Every line with the string "Target" must be copied from the entries below.
[DATA PROVIDED Boundary: Start]
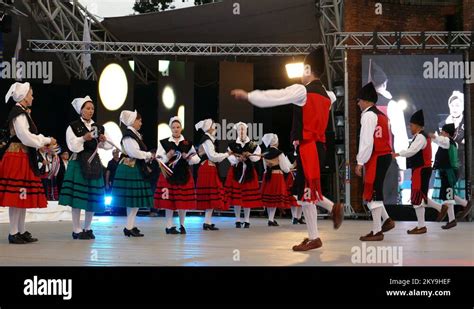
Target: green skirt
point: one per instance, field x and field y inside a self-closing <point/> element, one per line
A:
[DATA PROVIDED Boundary: End]
[DATA PROVIDED Boundary: Start]
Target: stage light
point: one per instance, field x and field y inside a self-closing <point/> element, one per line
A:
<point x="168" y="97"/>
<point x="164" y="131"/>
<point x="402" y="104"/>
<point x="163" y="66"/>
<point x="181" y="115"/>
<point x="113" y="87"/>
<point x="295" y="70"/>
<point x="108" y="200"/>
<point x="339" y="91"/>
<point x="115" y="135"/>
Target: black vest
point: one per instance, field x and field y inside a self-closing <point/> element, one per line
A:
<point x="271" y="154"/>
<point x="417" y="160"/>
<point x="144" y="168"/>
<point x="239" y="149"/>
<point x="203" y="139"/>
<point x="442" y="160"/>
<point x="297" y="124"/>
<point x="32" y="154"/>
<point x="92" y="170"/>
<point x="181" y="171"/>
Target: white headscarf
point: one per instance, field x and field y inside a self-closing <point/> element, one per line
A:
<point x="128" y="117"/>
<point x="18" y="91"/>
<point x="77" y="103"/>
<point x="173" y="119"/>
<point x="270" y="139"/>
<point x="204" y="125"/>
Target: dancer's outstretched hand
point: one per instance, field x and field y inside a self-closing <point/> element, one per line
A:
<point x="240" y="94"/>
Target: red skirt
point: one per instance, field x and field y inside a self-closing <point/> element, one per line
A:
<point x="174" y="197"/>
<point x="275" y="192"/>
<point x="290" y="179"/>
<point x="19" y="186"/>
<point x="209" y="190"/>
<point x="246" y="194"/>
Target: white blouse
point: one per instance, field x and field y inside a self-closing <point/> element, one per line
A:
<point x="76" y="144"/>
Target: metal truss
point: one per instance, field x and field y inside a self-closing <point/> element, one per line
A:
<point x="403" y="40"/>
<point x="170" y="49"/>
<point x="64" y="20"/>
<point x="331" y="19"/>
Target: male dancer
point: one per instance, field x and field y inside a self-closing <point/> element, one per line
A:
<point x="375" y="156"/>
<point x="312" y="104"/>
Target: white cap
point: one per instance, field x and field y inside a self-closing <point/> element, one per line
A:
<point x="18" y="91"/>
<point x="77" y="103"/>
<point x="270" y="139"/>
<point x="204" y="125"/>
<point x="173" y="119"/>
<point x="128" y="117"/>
[DATA PROVIDED Boundary: End]
[DATA PROVIDED Boundary: Start]
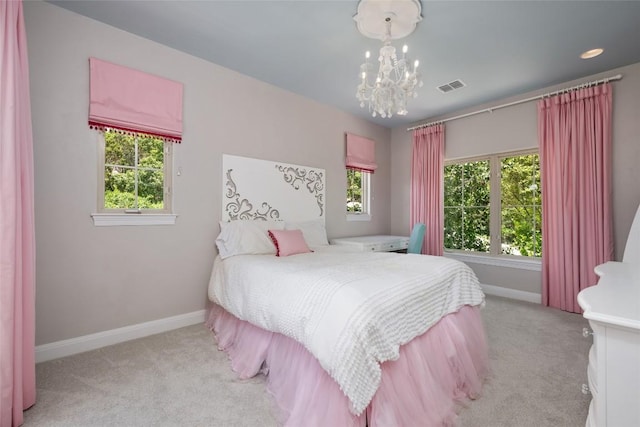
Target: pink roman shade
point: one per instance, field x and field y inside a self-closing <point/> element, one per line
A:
[DATA PROVIDED Boundary: End]
» RESPONSE AREA:
Target: green skirt
Target: stage light
Target: black vest
Target: white headscarf
Target: dancer's outstretched hand
Target: red skirt
Target: white blouse
Target: metal truss
Target: male dancer
Target: white cap
Target: pink roman shade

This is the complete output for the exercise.